## Start EXERCISE MATERIAL
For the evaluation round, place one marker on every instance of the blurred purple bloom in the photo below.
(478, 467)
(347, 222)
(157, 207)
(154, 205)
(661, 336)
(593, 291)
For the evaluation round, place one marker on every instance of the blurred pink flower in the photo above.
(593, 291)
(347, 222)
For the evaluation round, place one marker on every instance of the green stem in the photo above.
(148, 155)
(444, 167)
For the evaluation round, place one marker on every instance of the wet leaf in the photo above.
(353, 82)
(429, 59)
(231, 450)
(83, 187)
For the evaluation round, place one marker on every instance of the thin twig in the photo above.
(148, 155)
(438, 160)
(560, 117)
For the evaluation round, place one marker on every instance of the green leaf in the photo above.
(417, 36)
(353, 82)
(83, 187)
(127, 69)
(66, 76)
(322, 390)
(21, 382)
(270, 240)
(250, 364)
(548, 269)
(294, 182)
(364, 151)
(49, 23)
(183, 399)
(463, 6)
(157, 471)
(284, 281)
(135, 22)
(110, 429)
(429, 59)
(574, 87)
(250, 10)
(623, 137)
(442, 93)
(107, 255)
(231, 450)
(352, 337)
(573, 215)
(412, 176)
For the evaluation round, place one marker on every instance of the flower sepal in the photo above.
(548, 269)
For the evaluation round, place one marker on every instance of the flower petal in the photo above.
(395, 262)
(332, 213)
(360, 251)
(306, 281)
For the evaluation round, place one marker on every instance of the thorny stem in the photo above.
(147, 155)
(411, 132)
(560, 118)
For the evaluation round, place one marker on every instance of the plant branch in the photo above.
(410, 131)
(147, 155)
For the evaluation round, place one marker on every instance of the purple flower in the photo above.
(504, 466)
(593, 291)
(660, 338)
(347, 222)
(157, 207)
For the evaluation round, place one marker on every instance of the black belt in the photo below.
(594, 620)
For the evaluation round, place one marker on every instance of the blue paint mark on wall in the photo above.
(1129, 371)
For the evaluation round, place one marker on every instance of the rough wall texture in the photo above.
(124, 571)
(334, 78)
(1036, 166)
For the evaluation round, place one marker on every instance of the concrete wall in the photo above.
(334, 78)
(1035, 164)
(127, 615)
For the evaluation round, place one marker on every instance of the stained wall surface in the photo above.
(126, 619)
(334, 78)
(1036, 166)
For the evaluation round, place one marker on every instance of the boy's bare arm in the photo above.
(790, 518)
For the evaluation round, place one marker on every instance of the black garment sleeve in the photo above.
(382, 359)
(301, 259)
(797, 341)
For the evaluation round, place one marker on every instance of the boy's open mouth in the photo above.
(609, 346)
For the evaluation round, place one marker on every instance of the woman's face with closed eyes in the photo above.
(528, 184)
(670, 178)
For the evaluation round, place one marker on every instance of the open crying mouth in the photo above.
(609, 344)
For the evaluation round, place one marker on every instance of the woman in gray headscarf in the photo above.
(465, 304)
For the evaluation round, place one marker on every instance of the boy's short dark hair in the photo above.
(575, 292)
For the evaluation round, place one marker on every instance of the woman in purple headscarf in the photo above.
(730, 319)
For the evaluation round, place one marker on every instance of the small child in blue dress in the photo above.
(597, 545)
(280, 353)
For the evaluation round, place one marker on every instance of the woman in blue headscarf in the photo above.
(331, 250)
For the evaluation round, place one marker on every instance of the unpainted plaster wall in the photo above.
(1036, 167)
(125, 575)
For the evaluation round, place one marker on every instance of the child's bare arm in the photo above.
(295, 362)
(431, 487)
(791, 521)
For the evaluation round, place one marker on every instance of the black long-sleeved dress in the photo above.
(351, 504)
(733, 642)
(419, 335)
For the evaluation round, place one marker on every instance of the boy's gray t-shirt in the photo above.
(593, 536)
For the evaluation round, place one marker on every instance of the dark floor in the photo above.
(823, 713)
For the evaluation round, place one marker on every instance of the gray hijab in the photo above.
## End EXERCISE MATERIAL
[PROBLEM STATEMENT]: Copy out every item above word for word, keeping them in their original order.

[WORKED ANSWER]:
For the evaluation round, place one marker on every instance of the blurred purple bloom in the photo below.
(478, 467)
(347, 222)
(157, 207)
(154, 205)
(661, 336)
(593, 291)
For the evaluation round, place one marker on every instance of the blurred pink flower in the photo above.
(593, 291)
(347, 222)
For the evaluation round, place one marker on every instance of the green stem in the photo above.
(148, 155)
(444, 167)
For the evaluation round, place one marker on every instance of the wet leaf in the photo above.
(353, 82)
(429, 59)
(231, 450)
(83, 187)
For the evaluation round, place one marker on every instance of the thin twig in the photo above.
(148, 155)
(438, 160)
(560, 117)
For the evaluation round, place one marker on every instance of the green leaf in the photo above.
(417, 36)
(353, 82)
(83, 187)
(127, 69)
(66, 76)
(322, 390)
(21, 382)
(270, 240)
(250, 364)
(548, 269)
(294, 182)
(364, 151)
(49, 23)
(183, 399)
(463, 6)
(157, 471)
(284, 281)
(135, 22)
(110, 429)
(429, 59)
(574, 87)
(250, 10)
(623, 137)
(442, 93)
(107, 255)
(231, 450)
(352, 337)
(573, 215)
(412, 176)
For the evaluation round, place one marker on every instance of the flower sepal in the photo above.
(548, 269)
For the evaluation round, place one marker on every instance of the flower petal in the photo above.
(395, 262)
(332, 213)
(360, 251)
(306, 281)
For the evaluation round, place one marker on every instance of the thorny stem in the photo above.
(147, 155)
(411, 132)
(560, 118)
For the evaluation round, place one marker on every instance of the plant branch in the photo above.
(410, 131)
(147, 155)
For the evaluation round, place one marker on every instance of the purple flower in the photo above.
(504, 466)
(593, 291)
(660, 338)
(347, 222)
(157, 207)
For the evaluation round, place one marker on every instance of the black belt in the photo below.
(594, 620)
For the evaluation round, place one marker on every instance of the blue paint mark on wall in the photo above.
(1129, 371)
For the evaluation round, place one marker on every instance of the rough wall texture in the photo above.
(124, 571)
(334, 78)
(1036, 166)
For the evaluation round, place one marker on every instance of the concrete wall in the photo above.
(334, 78)
(1035, 164)
(127, 615)
For the evaluation round, place one marker on every instance of the stained wall surface in the photo above.
(126, 619)
(334, 78)
(1036, 166)
For the evaluation round, place one marker on every instance of the boy's bare arm in the photo above.
(790, 518)
For the evaluation round, place one marker on every instance of the black garment sleeve in the photo above.
(382, 359)
(301, 259)
(797, 341)
For the evaluation round, place one marker on every instance of the boy's open mouth in the photo above.
(609, 346)
For the evaluation round, place one marker on every instance of the woman's face with closed eyes in the photo above.
(528, 184)
(670, 178)
For the evaluation round, place one marker on every instance of the open crying mouth in the photo above.
(609, 344)
For the evaluation round, place one marker on every instance of the woman in gray headscarf in the photo above.
(465, 304)
For the evaluation round, place one marker on every instance of the boy's short dark hair in the photo above.
(575, 292)
For the evaluation round, place one marker on every instance of the woman in purple headscarf in the photo above.
(730, 319)
For the evaluation round, place one marker on every instance of the small child in blue dress in the photo above.
(597, 545)
(280, 353)
For the evaluation round, place one marker on every instance of the woman in blue headscarf in the photo above.
(331, 250)
For the evaluation round, place one marker on every instance of the unpainted plaster wall in the photo above.
(1036, 167)
(125, 575)
For the evaluation round, place one marker on every instance of the child's bare arm in the photo above.
(295, 362)
(431, 487)
(791, 521)
For the evaluation round, place one marker on every instance of the black long-sleeved dress in the photo above.
(351, 504)
(733, 642)
(419, 335)
For the evaluation round, place one marker on every instance of the boy's gray t-shirt in the photo above.
(593, 536)
For the evaluation round, place one marker on every instance of the dark floor in the photo above.
(823, 713)
For the evaluation round, place one marker on every instance of the gray hijab in the photo above.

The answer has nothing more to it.